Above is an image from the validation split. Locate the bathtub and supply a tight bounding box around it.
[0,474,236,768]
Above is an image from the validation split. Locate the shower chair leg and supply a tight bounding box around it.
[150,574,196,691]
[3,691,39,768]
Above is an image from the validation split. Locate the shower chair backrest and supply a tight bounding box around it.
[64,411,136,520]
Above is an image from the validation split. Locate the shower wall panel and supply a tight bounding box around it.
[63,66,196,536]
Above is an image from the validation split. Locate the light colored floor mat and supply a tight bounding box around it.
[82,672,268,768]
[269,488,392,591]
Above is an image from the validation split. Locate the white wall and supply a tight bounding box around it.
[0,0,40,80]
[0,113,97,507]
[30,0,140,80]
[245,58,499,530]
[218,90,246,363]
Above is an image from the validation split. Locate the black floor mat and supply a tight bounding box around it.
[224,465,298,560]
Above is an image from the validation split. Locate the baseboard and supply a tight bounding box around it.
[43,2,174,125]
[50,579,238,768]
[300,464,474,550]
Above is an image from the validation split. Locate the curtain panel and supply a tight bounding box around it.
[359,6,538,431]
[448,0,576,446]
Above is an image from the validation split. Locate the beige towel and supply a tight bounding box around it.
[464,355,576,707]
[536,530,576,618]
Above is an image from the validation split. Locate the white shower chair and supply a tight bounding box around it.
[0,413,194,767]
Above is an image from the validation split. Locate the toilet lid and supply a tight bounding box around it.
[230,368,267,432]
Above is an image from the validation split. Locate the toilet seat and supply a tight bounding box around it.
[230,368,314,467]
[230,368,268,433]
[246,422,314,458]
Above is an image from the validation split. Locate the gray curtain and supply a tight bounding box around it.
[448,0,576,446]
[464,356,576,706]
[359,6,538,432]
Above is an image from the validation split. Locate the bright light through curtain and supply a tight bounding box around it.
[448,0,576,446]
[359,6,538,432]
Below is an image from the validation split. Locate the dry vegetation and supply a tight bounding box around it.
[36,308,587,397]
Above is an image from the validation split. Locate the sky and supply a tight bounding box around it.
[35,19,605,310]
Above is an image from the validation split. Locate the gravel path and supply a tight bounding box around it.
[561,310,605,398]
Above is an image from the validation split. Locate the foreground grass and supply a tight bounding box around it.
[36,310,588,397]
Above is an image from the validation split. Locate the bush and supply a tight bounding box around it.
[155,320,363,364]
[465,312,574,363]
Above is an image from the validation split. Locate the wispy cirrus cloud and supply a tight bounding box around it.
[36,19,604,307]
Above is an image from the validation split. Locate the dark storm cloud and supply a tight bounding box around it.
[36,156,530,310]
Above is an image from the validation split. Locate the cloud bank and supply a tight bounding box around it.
⁂
Format the listing as a numbered list, starting at its first line and ending at the line that contains "[3,691,39,768]". Omit any blank lines.

## Final answer
1. Above is an image from the validation split. Locate the bathtub and supply a tight bounding box around it.
2. [0,474,236,768]
3. Above is an image from the validation split. Locate the shower chair leg and supply a tight bounding box around it.
4. [150,574,196,691]
5. [3,691,39,768]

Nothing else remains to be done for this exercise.